Passage =>
API brine is made of 8 % NaCl and 2 % CaCl2 by weight (Crowe 1969). Tracer imbibition test of API brine contains both non-sorbing (perrhenate) and sorbing (cobalt, strontium, cesium, and europium, with different sorption extents) tracers, and were prepared using ultrapure (Type 1) water and >99 % pure reagents (NaReO4, CoBr2, SrBr2·2H2O,CsI, and EuBr3·6H2O; Sigma-Aldrich Co., St. Louis, MO). Concentrations used were 100 mg/L KReO4, 400 mg/L CoBr2, 400 mg/L SrBr2, 100 mg/L CsI, and 200 mg/L EuBr3.

Dissolved in n-decane, organic phase tracer chemicals were >99 % pure tracer element-containing organic reagents: 1-iododecane {CH3(CH2)9I, molecular weight of 268.18 g/mol} and trichlorooxobis (triphenylphosphine) rhenium(V){[(C6H5)3P]2ReOCl3, molecular weight 833.14 g/mol}. The elements iodine (I) and rhenium (Re) of these organic chemicals are detected by LA–ICP–MS for the presence of these two organic tracers in shale. Trichlorooxobis (triphenylphosphine) rhenium (referred as organic-Re in this paper) was first dissolved in acetone solvent until over-saturation, filtered to obtain the saturated liquid, and then added to n-decane at a volume ratio of 2 %. Organic-I (1-iododecane) was directly added to n-decane fluid at a volume ratio of 1 %.

We use jmol software (http://jmol.sourceforge.net/) to estimate the structural dimensions of these organic tracers. The organic-I has a diameter at 1.39 nm length (L) × 0.29 nm width (W) × 0.18 nm height (H), while the structural dimensions of organic-Re molecules are 1.27 nm L × 0.92 nm W × 0.78 nm H, with its width and height larger than organic-I.

After tracer imbibition tests of 12–24 h in either API brine or n-decane fluids, the shale samples were lifted out of the fluid reservoir, flash-frozen with liquid nitrogen, kept at −80 °C in a freezer, freeze-dried as a batch at −50 °C and near-vacuum (less than 1 Pa) for 48 h, then stored at <10 % relative humidity prior to the analyses by laser ablation inductively coupled plasma-mass spectrometry (LA-ICP-MS).

[Entries from the dataset]

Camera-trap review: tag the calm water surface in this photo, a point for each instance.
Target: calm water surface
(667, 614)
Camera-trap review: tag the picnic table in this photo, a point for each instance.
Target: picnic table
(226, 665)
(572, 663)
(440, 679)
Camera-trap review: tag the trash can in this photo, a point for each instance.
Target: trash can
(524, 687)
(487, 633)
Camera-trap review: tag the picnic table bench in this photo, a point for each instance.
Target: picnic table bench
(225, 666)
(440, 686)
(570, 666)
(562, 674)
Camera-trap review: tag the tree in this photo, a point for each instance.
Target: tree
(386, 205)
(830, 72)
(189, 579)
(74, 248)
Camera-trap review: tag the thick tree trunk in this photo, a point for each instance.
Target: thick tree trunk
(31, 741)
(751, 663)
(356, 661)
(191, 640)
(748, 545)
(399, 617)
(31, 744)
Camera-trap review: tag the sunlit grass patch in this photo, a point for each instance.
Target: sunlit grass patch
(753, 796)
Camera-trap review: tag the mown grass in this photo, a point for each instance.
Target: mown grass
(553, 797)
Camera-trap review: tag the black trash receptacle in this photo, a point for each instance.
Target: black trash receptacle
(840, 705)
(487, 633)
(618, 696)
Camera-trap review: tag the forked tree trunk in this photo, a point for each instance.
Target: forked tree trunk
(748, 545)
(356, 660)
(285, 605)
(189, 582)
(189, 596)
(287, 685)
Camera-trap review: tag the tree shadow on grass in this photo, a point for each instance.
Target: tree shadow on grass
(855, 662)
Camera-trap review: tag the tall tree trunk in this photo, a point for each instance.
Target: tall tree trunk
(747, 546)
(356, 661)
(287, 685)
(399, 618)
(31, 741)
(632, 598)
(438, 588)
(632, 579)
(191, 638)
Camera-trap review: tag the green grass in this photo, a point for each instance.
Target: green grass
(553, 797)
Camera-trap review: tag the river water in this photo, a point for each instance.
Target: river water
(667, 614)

Written exercise 1 => Arrange the listing as a two-column CSV with the columns "request" and "answer", one row per request, each value in one quoted field with line breaks replaced by spaces. Start with the listing line containing "Camera-trap review: tag the tall" and go on through the end of the listing, including both ends.
Written exercise 2 => Pick up the passage on tracer imbibition tests in shale and continue it after its last sentence.
The listing has no connection to the text on tracer imbibition tests in shale.

Right answer 1 =>
request,answer
"Camera-trap review: tag the tall tree trunk in this photo, a point for each instance. Target: tall tree trunk","(747, 546) (356, 661) (287, 685) (399, 618) (31, 741) (632, 598) (438, 588) (632, 579) (191, 638)"
"Camera-trap review: tag the green grass in this photo, a point for each instance. Target: green grass","(553, 797)"
"Camera-trap review: tag the river water in this photo, a point for each instance. Target: river water","(667, 614)"

Right answer 2 =>
2.4 Saturated diffusion

Chemical diffusion within fluid-saturated shale was measured following Hu and Mao (2012). Dry shale samples were evacuated for nearly 24 h at 99.99 % vacuum, and saturated by allowing non-traced fluid to invade the evacuated sample. Samples were then exposed (1 face only) to a tracer-containing fluid (either API brine or n-decane) in a reservoir. At fixed diffusion times (generally 1 day for 1 cm-sided cubes, and 2–4 days for 1.5-cm cubes), individual shale samples were removed from the reservoir and processed (liquid nitrogen freezing, freeze-drying, and dry-storing) for tracer mapping.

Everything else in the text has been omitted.